In the records below, from the line containing "the green leafy" through the end of the records, change every "street lamp" to "lamp post" and reproduce only that stretch with nothing else altered.

Data entries:

+-------+

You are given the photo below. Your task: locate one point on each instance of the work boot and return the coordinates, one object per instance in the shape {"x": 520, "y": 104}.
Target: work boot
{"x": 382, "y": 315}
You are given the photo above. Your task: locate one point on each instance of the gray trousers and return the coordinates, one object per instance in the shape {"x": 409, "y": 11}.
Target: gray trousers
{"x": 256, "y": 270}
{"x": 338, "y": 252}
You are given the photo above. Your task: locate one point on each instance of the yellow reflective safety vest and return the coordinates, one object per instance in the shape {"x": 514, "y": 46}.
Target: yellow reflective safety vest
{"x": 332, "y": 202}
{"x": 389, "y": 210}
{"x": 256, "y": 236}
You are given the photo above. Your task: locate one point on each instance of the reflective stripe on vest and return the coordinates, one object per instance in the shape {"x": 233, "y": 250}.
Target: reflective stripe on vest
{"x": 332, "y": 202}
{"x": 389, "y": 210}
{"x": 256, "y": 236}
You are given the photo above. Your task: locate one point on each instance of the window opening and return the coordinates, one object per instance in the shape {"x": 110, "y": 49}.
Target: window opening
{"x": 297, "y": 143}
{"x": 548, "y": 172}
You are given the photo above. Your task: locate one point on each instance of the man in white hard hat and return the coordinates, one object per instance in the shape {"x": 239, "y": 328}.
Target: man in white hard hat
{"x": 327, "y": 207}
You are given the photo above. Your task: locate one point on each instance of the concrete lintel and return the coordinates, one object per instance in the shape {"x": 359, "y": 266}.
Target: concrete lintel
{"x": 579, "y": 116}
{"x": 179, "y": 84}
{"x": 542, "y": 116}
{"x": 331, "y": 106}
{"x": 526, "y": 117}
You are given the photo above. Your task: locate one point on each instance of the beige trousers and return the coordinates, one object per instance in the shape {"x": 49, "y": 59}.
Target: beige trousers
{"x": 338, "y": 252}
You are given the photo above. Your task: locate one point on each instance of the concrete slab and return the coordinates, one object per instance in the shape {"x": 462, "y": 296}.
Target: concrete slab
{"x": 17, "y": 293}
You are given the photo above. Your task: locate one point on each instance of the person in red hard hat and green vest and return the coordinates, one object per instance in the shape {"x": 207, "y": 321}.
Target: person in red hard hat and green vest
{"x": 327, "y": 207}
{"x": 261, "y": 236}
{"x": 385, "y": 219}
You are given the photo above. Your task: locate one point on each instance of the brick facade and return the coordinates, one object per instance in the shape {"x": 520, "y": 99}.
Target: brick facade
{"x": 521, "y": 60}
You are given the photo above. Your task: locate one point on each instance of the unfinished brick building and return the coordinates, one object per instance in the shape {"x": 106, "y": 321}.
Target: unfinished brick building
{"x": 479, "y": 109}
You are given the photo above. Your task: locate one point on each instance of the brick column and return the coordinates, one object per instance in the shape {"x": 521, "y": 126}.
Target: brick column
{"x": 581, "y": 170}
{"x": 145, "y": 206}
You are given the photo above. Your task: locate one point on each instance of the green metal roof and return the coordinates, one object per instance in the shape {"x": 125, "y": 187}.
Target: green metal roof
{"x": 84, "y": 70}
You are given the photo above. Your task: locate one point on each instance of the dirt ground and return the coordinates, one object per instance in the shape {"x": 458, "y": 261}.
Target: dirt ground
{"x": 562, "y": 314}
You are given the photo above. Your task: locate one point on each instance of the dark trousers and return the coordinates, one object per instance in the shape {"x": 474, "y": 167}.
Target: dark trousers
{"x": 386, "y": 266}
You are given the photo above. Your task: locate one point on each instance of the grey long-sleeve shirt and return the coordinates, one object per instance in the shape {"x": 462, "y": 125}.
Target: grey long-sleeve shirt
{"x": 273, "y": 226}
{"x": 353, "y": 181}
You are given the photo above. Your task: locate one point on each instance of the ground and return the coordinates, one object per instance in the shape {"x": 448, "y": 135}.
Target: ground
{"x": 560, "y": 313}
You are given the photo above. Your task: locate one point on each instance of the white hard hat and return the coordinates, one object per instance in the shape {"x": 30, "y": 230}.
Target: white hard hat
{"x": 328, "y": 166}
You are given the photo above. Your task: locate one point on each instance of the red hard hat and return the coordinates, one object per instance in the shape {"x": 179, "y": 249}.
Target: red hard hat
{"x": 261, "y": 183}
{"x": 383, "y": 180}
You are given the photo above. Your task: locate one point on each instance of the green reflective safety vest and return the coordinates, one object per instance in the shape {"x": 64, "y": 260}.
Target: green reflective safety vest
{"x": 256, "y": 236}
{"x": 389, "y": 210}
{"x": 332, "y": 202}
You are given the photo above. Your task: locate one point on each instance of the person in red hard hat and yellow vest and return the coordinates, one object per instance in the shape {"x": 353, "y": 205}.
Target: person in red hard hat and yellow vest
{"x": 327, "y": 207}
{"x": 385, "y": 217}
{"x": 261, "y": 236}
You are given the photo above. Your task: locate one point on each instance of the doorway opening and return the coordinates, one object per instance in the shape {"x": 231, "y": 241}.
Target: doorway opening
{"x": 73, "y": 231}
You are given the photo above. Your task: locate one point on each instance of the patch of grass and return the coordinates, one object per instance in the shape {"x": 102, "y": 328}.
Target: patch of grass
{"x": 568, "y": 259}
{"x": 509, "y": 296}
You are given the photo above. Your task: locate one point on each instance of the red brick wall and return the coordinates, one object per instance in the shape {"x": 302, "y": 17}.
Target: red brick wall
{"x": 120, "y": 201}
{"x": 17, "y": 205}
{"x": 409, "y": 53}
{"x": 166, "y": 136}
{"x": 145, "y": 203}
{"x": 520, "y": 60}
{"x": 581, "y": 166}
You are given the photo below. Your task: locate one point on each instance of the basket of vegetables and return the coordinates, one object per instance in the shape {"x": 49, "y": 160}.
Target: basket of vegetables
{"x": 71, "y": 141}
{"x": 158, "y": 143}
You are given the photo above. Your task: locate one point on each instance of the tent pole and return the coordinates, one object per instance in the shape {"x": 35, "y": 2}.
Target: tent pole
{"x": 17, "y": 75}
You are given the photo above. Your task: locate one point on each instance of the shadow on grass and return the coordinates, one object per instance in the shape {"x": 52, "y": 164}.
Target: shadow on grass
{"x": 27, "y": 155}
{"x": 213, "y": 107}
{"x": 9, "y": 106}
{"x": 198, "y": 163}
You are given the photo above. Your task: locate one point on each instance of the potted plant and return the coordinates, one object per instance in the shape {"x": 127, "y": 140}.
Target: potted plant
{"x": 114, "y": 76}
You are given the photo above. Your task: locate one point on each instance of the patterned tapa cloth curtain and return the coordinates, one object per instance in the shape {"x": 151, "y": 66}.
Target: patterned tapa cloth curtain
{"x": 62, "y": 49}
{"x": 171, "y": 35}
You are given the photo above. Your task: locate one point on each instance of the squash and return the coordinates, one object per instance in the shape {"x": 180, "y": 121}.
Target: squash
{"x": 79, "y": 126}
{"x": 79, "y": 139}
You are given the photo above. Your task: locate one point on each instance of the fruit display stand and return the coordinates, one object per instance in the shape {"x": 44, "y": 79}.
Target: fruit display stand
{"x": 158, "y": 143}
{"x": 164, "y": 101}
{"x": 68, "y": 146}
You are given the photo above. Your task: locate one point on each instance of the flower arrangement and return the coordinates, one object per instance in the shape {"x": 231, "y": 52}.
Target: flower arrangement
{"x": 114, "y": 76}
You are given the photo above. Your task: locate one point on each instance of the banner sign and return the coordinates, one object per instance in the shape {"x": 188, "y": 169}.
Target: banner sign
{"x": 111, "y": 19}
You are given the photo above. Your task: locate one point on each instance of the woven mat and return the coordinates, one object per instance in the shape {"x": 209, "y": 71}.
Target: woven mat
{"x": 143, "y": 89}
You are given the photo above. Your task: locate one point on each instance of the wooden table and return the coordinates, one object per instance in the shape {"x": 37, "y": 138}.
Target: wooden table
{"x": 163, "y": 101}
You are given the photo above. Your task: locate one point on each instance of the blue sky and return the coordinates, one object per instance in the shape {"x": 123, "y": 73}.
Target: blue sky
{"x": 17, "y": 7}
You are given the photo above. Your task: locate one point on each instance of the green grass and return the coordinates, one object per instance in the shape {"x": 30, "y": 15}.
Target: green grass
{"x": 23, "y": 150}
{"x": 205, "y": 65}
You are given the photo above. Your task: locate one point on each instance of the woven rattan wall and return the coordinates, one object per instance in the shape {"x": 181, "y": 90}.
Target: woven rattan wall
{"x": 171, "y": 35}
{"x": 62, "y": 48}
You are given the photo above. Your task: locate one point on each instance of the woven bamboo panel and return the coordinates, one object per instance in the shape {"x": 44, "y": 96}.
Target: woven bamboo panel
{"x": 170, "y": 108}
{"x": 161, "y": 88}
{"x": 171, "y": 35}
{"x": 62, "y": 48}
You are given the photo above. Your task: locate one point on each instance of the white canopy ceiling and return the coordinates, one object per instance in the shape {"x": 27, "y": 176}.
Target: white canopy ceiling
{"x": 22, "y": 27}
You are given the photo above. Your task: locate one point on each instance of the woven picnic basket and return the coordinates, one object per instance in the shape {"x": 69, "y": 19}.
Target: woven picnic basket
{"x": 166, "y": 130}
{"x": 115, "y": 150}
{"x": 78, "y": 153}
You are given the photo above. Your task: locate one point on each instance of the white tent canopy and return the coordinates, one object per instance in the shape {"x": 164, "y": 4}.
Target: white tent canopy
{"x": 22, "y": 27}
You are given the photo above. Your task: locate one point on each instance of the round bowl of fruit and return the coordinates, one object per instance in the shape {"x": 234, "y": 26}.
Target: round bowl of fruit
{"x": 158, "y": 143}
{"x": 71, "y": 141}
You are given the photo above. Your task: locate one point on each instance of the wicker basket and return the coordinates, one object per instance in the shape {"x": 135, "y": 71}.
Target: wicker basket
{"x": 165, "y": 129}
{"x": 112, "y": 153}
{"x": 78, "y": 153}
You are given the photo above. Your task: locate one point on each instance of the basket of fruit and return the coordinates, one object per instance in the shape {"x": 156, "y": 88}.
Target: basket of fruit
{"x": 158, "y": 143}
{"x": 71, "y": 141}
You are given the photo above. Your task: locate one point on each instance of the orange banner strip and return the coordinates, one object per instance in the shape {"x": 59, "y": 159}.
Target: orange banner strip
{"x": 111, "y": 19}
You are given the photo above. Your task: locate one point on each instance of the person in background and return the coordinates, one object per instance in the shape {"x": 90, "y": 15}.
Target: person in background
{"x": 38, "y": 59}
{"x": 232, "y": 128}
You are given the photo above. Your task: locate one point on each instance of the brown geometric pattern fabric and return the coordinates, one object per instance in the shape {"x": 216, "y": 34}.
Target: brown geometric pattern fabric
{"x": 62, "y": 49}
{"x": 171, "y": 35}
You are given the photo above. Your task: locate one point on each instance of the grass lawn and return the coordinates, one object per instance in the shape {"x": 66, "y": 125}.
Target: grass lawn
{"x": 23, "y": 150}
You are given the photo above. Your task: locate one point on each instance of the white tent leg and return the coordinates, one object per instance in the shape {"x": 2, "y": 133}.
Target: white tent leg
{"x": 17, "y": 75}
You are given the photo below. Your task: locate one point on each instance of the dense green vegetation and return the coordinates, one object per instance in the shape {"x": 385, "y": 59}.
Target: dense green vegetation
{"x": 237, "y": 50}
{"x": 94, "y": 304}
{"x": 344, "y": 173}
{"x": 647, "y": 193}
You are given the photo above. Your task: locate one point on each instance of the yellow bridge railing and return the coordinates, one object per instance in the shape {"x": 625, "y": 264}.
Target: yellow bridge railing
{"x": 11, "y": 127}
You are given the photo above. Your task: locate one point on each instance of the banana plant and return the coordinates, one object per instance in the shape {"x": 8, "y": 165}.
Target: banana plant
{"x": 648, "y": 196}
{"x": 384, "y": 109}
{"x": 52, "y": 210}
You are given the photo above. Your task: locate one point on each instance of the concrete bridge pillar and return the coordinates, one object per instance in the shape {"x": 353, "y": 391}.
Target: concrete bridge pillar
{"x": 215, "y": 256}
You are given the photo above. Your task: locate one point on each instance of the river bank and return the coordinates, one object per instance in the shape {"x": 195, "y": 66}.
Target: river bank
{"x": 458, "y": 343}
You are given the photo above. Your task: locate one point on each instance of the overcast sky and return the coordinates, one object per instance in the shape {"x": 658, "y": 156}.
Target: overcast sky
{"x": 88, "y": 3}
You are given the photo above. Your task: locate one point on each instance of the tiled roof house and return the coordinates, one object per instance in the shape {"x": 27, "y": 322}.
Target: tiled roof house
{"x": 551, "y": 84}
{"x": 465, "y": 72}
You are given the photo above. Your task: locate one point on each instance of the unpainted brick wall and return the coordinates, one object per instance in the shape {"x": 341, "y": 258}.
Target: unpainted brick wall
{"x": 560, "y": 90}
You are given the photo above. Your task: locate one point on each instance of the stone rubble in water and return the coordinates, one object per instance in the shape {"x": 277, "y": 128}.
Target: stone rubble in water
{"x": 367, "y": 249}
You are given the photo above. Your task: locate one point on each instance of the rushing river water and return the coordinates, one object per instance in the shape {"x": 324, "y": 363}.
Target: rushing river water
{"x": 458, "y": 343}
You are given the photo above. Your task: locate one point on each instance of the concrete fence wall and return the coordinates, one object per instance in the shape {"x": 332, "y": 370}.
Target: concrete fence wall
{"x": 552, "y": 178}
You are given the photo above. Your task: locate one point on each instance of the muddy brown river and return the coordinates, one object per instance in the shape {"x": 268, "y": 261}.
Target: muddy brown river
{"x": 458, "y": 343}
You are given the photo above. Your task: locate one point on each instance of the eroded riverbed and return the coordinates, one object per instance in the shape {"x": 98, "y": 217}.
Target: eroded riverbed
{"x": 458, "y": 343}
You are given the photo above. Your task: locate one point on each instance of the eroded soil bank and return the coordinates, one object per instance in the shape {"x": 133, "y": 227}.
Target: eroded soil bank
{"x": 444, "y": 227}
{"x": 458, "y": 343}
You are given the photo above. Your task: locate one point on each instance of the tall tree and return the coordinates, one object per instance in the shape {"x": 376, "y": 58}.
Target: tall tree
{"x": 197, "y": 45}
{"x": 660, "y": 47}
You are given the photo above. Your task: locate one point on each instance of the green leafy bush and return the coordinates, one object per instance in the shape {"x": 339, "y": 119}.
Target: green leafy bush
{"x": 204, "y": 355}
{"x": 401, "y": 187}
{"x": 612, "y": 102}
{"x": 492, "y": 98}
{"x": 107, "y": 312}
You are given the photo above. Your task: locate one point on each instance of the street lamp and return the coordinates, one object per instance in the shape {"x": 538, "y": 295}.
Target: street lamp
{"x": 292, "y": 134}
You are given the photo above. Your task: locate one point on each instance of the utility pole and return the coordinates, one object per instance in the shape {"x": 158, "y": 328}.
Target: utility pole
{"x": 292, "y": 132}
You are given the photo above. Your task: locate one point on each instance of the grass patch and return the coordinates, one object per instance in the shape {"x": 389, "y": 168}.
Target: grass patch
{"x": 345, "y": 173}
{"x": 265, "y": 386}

+-------+

COMPLETE OUTPUT:
You are given the photo above. Your task: locate one point on each instance of the green leafy bush and return the coordinates, one object per instance in the shape {"x": 339, "y": 119}.
Target: green leafy bush
{"x": 204, "y": 355}
{"x": 401, "y": 187}
{"x": 612, "y": 102}
{"x": 492, "y": 98}
{"x": 107, "y": 312}
You are given the photo above. Your task: locate one point on each instance of the lamp post and return the coordinates, one object per instance in the shape {"x": 538, "y": 295}.
Target: lamp post
{"x": 292, "y": 134}
You are given the photo above. Your task: locate one point on each instance of the utility pole and return the coordinates, one object per instance in the shape {"x": 158, "y": 328}.
Target: utility pole
{"x": 292, "y": 132}
You are given the photo above. Your task: locate one point on each instance of the grass patch and return the coordinates, one object per instance in the shape {"x": 389, "y": 168}.
Target: grass patch
{"x": 345, "y": 173}
{"x": 265, "y": 386}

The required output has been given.